Can you repeat every one of the following records word for word, leaving nothing out and changing nothing?

-=-=-

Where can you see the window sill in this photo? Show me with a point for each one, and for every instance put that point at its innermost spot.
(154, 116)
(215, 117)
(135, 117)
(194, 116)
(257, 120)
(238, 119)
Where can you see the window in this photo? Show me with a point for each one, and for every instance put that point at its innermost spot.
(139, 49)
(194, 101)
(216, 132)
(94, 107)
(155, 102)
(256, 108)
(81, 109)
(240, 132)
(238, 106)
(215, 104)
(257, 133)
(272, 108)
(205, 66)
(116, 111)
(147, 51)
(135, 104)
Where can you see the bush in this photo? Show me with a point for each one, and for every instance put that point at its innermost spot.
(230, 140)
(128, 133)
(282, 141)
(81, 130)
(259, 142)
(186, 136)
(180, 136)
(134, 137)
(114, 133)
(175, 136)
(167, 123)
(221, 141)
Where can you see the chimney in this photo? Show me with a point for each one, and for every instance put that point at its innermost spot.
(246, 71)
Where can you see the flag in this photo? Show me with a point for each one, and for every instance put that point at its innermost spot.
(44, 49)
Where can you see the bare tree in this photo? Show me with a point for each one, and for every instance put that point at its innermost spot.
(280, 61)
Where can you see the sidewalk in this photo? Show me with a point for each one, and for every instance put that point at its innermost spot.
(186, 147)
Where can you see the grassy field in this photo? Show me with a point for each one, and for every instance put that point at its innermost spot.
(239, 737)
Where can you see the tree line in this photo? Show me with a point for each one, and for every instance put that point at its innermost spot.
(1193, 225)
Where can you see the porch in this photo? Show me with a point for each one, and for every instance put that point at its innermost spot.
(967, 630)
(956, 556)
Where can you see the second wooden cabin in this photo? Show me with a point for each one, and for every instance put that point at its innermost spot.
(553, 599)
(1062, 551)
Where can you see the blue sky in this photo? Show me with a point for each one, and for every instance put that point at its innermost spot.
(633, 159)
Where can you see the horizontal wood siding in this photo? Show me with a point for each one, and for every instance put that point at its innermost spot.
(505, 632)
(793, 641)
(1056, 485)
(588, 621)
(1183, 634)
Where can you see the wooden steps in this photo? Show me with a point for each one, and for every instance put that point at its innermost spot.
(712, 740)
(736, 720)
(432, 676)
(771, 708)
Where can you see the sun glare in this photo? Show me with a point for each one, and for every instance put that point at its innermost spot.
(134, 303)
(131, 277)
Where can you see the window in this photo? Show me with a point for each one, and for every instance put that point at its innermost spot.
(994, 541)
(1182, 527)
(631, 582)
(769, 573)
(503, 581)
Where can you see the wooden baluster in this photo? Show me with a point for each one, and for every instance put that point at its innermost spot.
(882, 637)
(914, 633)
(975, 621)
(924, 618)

-=-=-

◆ **Task output**
Where can you see the window sill in this photo? Show me with a point for each one, and for every instance put that point at its innermost spot.
(154, 116)
(215, 117)
(135, 117)
(194, 116)
(257, 120)
(238, 119)
Where can you see the window in this photo? Show me with a point for each one, and for every instance put that point at its innermost spot.
(139, 49)
(194, 101)
(216, 132)
(94, 107)
(155, 102)
(256, 108)
(81, 109)
(240, 132)
(238, 106)
(215, 104)
(257, 133)
(272, 108)
(205, 66)
(116, 111)
(147, 51)
(135, 104)
Where can you see the bush in this photo? Show me with a point for each one, and for every instance put that point at its innermost spot.
(230, 140)
(128, 133)
(282, 141)
(81, 130)
(259, 142)
(186, 136)
(180, 136)
(134, 137)
(114, 133)
(175, 136)
(167, 123)
(221, 141)
Where can you see the chimney in this photo? Show me with a point for each one, and for every instance put that point at its innermost spot.
(246, 71)
Where can you see the flag in this photo? Show me with a point for each one, and for every instance put that point at its innermost spot.
(44, 49)
Where can you see the bare tree in this photo? Show me with a point for each one, and for every instance put that point at its innermost spot.
(280, 61)
Where can you see the sidewalk in this photo? Show me with a point for each one, and for every instance put that point at its innermost spot.
(186, 147)
Where can you see the grassy field in this photo? Show me with a point for each one, and for every instance put that point at its innermost spot.
(239, 737)
Where can you see the tree line in this photo? Show me with a point for each one, and for every instance put that point at its innermost spot.
(1193, 225)
Where can you see the porch in this photo? Show me with a point for each one, and for every instance put that point at its innermost spot.
(967, 630)
(956, 556)
Where can you see the second wooden cabin in this photo? Show me with a point for each one, and for every instance put that point at its innermost spot.
(553, 599)
(1062, 551)
Where can you see the blue sky in this photo? Show me with a point for each one, and for every instance put that point at its innermost spot.
(633, 159)
Where can you see the horizontal wood siding in this photo? Show me with a point for each one, and for every instance put that point at its innermost spot.
(505, 632)
(793, 641)
(1056, 485)
(588, 621)
(1183, 634)
Where can you see the wooden steps in this photo? Show me with a point for each one, and for every instance put that point at its innermost spot.
(712, 740)
(736, 720)
(432, 676)
(771, 708)
Where can you see the sun glare in this photo? Show me with a point for each one, and for every instance put that point at its innermost spot.
(134, 303)
(131, 277)
Where can you see the window in this photo? Show me with a point for each one, and for every instance put that point at its innermost spot.
(994, 541)
(1182, 527)
(631, 582)
(769, 573)
(503, 581)
Where can you see the wooden baluster in this photo? Show me with a point for each one, and for every instance put that point at its innermost spot.
(882, 637)
(914, 633)
(975, 621)
(924, 618)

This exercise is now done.